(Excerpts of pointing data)
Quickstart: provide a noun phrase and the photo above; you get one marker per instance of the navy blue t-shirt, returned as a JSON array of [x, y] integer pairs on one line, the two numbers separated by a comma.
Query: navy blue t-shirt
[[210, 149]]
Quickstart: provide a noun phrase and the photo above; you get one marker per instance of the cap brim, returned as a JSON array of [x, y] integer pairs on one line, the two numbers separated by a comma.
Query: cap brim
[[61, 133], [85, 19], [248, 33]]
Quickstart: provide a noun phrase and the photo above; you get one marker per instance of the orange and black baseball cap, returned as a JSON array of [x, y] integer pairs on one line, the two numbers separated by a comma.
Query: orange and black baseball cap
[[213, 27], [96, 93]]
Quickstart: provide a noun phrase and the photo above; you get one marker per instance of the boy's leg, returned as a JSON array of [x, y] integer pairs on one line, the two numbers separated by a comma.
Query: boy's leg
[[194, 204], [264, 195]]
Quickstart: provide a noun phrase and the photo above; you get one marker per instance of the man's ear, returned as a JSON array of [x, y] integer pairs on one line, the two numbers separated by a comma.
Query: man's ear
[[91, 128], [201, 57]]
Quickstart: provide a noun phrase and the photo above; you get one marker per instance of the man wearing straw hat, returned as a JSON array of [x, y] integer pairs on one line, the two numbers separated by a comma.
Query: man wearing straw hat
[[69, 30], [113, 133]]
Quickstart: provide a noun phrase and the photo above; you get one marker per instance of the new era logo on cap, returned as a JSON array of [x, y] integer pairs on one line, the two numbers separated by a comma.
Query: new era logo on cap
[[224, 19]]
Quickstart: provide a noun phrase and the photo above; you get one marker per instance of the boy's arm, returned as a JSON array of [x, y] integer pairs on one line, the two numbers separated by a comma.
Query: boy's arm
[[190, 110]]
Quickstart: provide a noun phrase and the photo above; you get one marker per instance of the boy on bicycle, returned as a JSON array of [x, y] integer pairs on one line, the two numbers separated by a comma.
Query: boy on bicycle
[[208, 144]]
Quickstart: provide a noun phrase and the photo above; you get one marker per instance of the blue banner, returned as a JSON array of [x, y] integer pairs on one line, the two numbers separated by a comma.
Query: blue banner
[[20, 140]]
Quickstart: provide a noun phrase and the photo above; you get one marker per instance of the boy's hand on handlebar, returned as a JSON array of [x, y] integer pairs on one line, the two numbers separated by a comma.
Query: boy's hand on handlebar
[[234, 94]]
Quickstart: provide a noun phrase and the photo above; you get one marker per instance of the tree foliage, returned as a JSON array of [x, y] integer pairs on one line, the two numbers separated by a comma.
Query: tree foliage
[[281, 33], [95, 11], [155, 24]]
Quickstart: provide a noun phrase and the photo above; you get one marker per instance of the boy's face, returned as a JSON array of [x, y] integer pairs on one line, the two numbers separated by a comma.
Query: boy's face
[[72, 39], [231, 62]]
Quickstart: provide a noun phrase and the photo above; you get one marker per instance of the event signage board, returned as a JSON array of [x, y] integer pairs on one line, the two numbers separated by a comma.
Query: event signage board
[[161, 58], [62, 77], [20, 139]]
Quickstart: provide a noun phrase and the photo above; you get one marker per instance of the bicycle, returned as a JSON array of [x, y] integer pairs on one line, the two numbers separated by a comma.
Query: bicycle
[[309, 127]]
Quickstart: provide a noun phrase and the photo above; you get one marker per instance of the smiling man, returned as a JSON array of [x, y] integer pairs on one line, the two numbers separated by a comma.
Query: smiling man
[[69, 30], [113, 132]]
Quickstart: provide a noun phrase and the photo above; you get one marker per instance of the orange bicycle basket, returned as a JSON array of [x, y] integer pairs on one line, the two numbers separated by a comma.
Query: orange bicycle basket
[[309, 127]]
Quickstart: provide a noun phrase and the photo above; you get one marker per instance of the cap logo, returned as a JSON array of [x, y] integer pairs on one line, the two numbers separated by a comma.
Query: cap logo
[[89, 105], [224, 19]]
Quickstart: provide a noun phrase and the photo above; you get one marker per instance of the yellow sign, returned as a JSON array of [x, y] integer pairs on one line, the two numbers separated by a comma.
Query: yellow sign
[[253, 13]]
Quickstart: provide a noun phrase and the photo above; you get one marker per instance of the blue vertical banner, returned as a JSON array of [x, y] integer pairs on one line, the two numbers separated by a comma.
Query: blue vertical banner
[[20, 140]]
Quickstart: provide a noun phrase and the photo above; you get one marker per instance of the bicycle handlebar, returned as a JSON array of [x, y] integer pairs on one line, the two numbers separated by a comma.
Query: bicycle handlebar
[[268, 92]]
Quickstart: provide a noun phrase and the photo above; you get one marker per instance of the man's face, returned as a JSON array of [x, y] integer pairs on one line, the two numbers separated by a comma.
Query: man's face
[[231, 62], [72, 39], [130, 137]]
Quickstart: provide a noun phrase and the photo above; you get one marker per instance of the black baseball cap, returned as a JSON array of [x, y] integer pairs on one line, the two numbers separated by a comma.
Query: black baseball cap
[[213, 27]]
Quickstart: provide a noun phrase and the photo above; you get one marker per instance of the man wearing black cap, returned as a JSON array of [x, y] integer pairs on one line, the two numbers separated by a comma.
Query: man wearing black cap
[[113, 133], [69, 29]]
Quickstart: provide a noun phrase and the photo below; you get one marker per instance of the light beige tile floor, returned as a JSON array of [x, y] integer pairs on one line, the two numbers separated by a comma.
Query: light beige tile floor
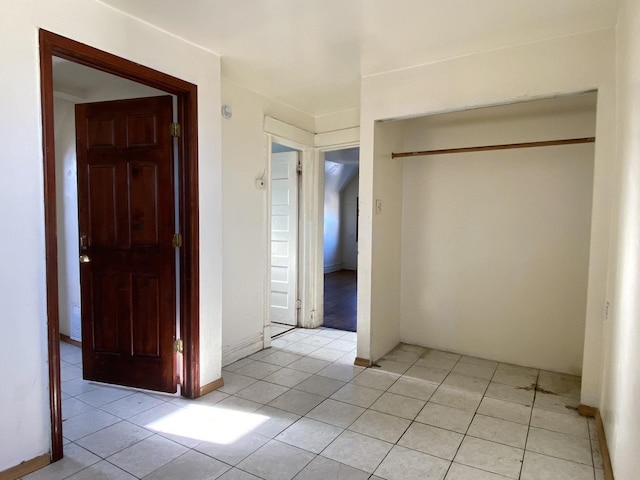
[[301, 410]]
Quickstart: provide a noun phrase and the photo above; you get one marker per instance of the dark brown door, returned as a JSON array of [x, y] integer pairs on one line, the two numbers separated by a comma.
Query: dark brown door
[[127, 259]]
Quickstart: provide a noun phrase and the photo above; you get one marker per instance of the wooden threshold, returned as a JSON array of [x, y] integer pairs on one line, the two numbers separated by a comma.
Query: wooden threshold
[[67, 339], [210, 387], [25, 468]]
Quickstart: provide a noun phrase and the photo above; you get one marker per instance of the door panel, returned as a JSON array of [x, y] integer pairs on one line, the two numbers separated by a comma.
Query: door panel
[[284, 237], [126, 213]]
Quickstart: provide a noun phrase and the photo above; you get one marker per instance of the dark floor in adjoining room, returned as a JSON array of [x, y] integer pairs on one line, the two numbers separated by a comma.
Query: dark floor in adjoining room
[[340, 305]]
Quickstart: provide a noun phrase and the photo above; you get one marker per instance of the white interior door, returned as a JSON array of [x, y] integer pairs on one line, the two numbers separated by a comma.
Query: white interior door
[[284, 237]]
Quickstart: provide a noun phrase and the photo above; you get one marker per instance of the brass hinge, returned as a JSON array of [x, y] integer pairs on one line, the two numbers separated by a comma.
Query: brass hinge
[[177, 240]]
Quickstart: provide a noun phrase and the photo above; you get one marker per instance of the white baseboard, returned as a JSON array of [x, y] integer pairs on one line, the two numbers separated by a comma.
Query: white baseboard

◆ **Problem**
Copy out the lines above word for word, beginning at the line that contains "of the black" and stopping after the line that contains "[[213, 27]]".

◆ **Solution to the problem**
Quickstart: provide a noun phrase and the photo above; you get one marker per instance of the black baseball cap, returned as a JSON array of [x, y] integer pairs on one line, the two numbers separated by a comma.
Query: black baseball cap
[[213, 27]]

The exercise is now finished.